■ Problem details
How many lines in the data below contain the string "petal"? Give only the number.

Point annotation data
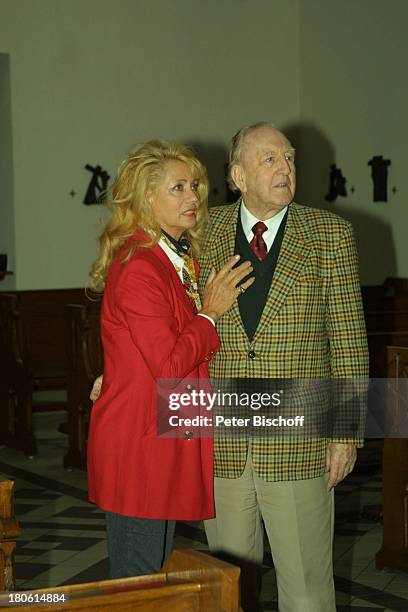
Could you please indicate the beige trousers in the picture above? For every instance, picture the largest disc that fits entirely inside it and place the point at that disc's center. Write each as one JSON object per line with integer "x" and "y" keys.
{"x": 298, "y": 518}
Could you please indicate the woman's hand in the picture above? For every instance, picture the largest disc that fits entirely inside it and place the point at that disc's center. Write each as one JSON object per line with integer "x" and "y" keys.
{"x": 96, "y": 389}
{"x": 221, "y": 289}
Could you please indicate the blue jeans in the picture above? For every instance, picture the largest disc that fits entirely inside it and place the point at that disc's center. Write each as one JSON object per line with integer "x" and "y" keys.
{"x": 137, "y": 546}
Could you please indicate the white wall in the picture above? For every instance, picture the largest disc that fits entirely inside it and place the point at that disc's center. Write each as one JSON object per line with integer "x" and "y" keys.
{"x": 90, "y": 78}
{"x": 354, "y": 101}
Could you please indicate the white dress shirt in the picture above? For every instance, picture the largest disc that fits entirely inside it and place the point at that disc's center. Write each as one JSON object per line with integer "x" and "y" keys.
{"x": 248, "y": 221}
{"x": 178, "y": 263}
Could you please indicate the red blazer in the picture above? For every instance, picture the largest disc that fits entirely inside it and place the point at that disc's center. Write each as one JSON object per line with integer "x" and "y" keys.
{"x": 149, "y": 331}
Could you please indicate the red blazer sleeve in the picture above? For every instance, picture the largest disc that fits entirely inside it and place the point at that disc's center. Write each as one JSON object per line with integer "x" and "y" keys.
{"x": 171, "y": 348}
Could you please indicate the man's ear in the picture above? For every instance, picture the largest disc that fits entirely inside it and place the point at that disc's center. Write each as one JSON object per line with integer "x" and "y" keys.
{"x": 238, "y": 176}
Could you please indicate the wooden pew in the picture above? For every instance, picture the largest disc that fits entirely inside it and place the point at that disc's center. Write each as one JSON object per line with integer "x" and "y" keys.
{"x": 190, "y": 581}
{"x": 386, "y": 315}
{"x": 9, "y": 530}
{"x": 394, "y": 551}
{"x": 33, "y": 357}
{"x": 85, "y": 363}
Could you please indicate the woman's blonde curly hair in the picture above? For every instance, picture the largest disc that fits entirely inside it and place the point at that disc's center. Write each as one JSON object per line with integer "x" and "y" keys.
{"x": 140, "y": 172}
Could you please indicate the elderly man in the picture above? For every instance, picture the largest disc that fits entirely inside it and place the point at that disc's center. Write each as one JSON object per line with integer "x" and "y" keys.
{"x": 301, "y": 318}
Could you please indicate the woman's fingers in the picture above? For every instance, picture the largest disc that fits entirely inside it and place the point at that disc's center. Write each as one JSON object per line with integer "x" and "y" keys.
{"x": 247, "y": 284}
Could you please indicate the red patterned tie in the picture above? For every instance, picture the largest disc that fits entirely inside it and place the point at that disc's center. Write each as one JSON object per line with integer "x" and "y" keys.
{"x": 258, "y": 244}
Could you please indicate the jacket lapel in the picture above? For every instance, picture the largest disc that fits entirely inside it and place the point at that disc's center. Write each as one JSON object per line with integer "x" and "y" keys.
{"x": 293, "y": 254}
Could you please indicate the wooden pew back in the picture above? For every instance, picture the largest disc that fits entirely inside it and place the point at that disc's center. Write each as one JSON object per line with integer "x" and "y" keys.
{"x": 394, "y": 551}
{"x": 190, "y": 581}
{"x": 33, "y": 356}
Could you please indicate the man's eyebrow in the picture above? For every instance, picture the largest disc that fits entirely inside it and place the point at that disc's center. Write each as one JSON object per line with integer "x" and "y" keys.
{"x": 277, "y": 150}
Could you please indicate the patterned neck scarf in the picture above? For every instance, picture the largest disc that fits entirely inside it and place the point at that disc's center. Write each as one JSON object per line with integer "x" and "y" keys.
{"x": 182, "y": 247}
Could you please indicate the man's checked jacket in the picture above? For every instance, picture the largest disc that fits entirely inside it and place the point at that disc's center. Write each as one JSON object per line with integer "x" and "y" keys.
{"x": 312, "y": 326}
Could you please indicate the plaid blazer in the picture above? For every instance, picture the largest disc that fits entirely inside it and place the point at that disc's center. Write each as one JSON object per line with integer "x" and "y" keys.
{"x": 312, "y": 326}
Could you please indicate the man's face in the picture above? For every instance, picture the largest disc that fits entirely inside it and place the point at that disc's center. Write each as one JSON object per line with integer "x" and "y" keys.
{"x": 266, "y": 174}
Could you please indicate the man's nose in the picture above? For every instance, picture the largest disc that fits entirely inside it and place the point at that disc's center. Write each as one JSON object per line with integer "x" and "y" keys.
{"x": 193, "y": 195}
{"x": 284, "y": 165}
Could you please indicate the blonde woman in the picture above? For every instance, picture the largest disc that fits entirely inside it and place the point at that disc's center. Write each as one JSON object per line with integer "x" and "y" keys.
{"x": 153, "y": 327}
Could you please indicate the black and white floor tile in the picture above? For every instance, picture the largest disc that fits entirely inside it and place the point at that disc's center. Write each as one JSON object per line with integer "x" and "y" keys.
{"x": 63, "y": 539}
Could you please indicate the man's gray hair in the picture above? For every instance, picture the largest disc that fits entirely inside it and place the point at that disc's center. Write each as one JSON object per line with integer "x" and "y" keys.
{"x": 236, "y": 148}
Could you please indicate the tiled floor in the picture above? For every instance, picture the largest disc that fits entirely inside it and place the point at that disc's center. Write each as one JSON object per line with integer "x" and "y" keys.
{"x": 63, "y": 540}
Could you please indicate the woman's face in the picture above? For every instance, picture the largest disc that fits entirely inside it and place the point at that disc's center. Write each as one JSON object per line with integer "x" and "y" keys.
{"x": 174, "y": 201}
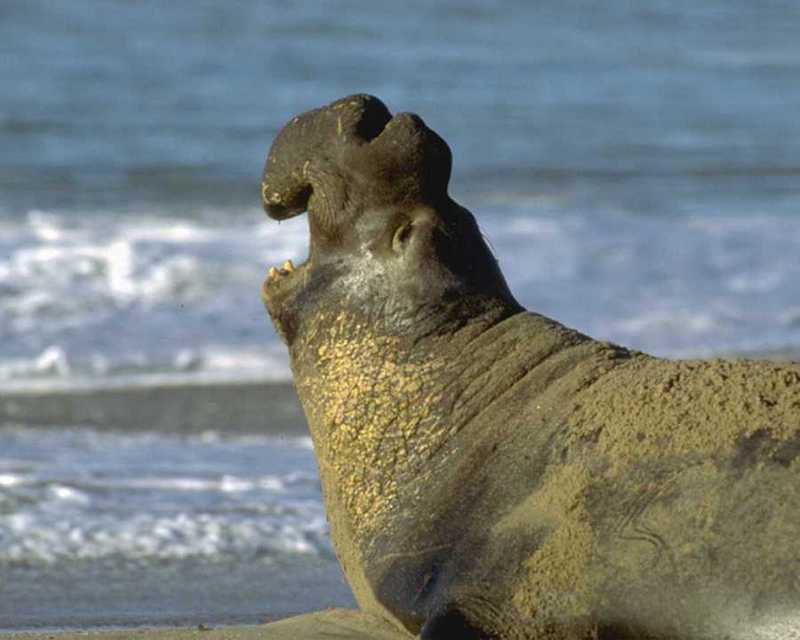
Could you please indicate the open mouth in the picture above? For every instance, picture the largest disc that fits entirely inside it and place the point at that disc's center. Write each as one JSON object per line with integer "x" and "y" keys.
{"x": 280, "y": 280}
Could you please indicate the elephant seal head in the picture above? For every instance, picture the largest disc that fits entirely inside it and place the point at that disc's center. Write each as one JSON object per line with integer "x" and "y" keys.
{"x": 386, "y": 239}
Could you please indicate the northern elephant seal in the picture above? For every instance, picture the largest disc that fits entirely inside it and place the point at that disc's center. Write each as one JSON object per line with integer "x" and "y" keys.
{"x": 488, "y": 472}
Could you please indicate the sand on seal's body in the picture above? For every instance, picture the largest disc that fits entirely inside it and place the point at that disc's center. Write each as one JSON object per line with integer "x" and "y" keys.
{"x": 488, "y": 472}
---
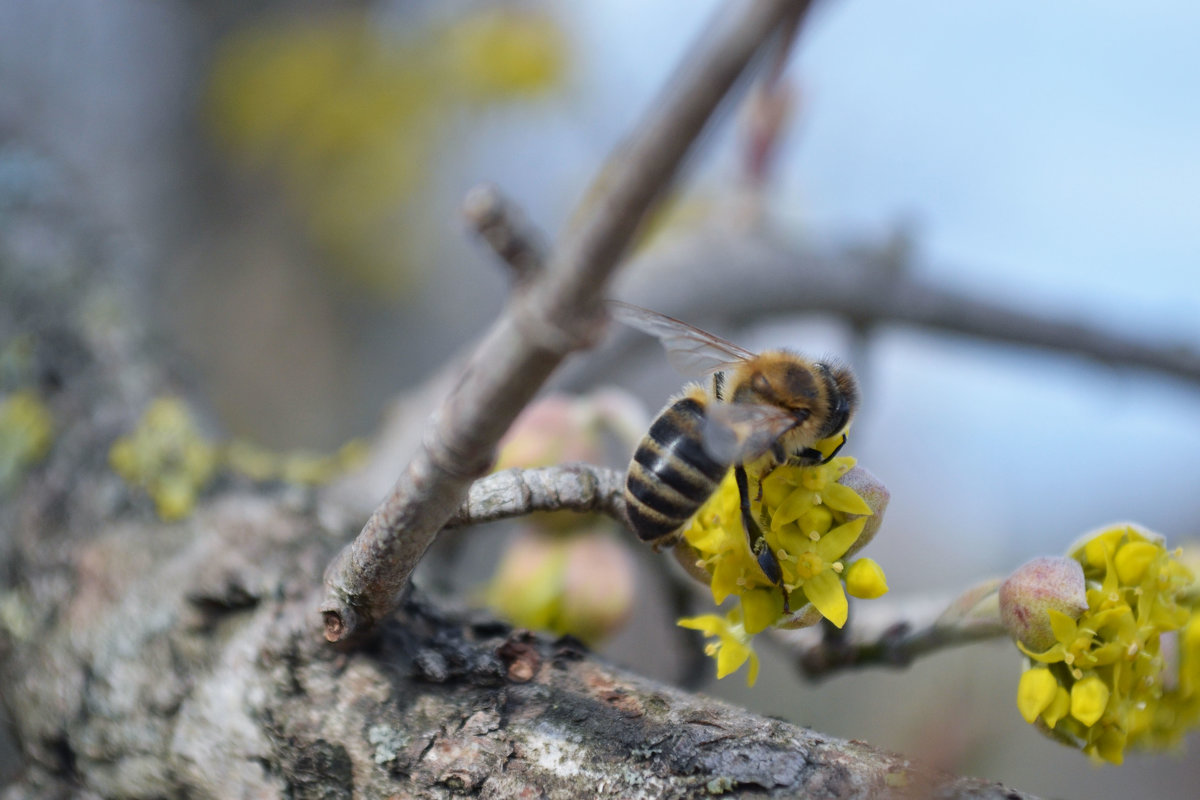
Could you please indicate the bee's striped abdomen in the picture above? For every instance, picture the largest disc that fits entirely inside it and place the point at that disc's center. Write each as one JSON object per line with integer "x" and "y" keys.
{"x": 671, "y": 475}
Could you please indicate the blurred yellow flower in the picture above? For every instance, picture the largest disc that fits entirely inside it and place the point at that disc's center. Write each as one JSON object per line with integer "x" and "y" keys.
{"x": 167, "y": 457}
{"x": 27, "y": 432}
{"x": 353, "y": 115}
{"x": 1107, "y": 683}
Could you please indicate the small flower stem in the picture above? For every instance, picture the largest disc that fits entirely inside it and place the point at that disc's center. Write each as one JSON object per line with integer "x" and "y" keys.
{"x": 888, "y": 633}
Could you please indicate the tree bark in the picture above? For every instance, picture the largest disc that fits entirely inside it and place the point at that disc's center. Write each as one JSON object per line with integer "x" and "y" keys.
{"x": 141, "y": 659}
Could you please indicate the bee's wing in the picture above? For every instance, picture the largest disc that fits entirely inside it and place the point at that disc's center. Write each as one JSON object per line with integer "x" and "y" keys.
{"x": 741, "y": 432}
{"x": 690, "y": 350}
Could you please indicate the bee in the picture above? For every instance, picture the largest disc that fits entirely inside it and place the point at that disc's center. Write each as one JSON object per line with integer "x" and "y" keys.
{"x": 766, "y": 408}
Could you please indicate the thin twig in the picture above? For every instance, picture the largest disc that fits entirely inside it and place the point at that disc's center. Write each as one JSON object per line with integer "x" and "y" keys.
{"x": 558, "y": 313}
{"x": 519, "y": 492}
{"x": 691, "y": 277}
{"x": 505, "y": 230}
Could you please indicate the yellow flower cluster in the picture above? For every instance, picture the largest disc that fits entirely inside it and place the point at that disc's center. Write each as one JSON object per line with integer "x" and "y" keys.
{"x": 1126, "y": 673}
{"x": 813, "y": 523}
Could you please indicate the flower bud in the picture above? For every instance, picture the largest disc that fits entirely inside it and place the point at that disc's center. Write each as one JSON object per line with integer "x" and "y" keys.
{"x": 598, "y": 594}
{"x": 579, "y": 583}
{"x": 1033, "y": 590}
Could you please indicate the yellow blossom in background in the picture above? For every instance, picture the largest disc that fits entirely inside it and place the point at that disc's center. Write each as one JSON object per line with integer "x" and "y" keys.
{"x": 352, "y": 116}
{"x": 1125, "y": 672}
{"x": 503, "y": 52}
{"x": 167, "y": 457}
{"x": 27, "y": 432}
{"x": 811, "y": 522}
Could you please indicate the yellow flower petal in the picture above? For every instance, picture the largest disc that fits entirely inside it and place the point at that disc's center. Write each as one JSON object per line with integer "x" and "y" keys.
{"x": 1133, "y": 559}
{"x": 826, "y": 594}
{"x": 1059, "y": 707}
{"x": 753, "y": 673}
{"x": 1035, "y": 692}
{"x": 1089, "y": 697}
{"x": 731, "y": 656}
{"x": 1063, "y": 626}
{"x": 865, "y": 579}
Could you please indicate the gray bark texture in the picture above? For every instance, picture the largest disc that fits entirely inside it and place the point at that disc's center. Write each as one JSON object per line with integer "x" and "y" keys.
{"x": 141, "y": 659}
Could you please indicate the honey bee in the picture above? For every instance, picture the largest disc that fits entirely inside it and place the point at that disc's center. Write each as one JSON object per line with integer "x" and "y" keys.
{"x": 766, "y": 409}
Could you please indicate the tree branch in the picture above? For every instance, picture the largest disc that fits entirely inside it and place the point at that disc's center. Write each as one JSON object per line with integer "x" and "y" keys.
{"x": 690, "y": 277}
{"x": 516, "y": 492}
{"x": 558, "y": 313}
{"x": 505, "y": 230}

■ Correct result
1